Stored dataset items
________________________________________

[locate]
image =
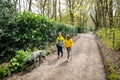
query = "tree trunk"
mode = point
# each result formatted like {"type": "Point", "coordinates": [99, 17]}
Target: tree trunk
{"type": "Point", "coordinates": [54, 9]}
{"type": "Point", "coordinates": [111, 13]}
{"type": "Point", "coordinates": [60, 11]}
{"type": "Point", "coordinates": [30, 4]}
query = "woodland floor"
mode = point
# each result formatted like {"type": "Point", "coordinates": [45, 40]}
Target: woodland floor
{"type": "Point", "coordinates": [86, 63]}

________________________________________

WHAT TO PRODUCE
Without the pictures, retype all of the data above exactly.

OUTPUT FOR THIS EXERCISE
[locate]
image =
query = "tree trunk"
mode = point
# each result formatted like {"type": "Point", "coordinates": [99, 17]}
Target: tree trunk
{"type": "Point", "coordinates": [54, 9]}
{"type": "Point", "coordinates": [111, 13]}
{"type": "Point", "coordinates": [60, 11]}
{"type": "Point", "coordinates": [30, 4]}
query = "woodland floor"
mode = point
# each result formatted like {"type": "Point", "coordinates": [45, 40]}
Target: woodland floor
{"type": "Point", "coordinates": [86, 63]}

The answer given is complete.